_READING PASSAGE:_
============================================================
The loop in your case produces a different term at each cycle. Thus, the resolution procedure has no way of knowing that this a pointless progression (as there could be a case where adding dozens of unused variables results in hitting a new instance). Also, it should be noted that type classes are not really intended for automated proving, that is generally suppose to be the realm of tactics. For one, type class resolution follows a generic procedure that thus can't rely on domain specific assumptions / heuristics. A specific tactic for a case like this, on the other hand, could detect such loops and intelligently assume they are futile and instead do something else.

Tomas Skrivan (Oct 26 2021 at 20:08):

as there could be a case where adding dozens of unused variables results in hitting a new instance

Ohh, this didn't cross my mind. Is that really true? I thought that the kind of a sequence of terms I'm getting is clearly a loop that should be detected and stopped. I didn't realize that you might want to continue. Do you have an example where it is necessary?

Also, it should be noted that type classes are not really intended for automated proving, that is generally suppose to be the realm of tactics.

Fair point, and maybe I will have to write my own tactic. On the other hand, all I want is to use simp tactic that conditions certain rewrite rules on whether the expression satisfies certain conditions. I can check these conditions automatically using type classes. So I feel writing my own tactic would require more or less rewriting simp and type class resolution ... I do not want to do that and I'm not capable of doing that.
============================================================
_WRITTEN TASKS:_
[1] Can you copy, word for word, the part of the thread on type class resolution starting with "Ohh, this didn't" and going on through "it is necessary?"?
[2] Answer these from the thread on type class resolution:
(a) What is automated proving generally supposed to be the realm of?
(b) Which tactic does Tomas Skrivan want to use?
(c) What does he say he can check automatically using type classes?
The lines after this point aren't needed.
============================================================
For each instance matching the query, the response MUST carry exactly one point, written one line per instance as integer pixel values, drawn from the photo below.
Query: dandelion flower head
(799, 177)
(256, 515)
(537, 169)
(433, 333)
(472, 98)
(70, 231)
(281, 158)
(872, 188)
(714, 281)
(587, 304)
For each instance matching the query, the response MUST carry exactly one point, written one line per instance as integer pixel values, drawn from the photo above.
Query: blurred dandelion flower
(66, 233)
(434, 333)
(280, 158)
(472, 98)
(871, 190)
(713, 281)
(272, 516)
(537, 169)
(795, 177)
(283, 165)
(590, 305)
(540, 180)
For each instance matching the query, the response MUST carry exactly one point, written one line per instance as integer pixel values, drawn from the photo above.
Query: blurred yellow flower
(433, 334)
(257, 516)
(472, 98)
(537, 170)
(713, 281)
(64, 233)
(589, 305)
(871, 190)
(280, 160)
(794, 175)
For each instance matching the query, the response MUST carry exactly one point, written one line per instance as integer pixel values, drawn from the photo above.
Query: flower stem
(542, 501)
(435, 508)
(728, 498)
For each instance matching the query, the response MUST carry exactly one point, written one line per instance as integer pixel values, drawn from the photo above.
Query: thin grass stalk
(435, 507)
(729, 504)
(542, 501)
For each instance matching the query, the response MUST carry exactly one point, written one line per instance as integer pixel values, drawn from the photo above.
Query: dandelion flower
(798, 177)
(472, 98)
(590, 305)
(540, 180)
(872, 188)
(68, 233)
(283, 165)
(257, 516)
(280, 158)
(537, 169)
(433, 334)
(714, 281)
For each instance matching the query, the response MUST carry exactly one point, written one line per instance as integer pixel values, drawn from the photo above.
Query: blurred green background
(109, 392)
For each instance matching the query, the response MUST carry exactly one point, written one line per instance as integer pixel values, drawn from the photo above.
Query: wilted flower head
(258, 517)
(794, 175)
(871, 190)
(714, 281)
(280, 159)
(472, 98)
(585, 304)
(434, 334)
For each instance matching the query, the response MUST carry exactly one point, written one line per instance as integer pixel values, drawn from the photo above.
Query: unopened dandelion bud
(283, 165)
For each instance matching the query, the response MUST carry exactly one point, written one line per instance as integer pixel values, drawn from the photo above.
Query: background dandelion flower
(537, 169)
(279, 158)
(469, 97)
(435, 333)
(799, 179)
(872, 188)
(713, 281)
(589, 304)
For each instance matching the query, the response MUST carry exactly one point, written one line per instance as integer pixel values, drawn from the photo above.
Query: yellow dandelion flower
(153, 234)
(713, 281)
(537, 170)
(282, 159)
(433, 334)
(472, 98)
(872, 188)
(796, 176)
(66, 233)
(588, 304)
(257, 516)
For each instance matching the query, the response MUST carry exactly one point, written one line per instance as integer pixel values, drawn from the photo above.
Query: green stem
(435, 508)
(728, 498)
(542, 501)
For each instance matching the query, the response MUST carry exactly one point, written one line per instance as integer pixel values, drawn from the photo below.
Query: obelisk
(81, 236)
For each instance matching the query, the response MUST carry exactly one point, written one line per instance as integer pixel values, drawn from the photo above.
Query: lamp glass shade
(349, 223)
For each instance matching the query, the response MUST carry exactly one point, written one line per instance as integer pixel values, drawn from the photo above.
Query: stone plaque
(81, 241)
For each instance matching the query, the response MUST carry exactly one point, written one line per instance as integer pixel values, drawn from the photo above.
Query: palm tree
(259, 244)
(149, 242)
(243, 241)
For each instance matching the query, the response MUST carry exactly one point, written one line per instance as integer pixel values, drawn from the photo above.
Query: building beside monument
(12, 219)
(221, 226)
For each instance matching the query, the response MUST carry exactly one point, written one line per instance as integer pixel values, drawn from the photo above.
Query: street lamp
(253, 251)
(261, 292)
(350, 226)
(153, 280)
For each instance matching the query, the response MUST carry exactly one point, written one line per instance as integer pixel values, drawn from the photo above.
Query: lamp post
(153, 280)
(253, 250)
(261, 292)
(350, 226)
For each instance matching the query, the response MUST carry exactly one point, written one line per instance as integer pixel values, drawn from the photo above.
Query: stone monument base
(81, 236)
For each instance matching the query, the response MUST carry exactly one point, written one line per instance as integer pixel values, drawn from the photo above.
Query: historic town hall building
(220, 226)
============================================================
_ANSWERS TO THE EXERCISES:_
[1]
Ohh, this didn't cross my mind. Is that really true? I thought that the kind of a sequence of terms I'm getting is clearly a loop that should be detected and stopped. I didn't realize that you might want to continue. Do you have an example where it is necessary?

[2]
(a) Tactics.
(b) The simp tactic.
(c) Whether the expression satisfies certain conditions.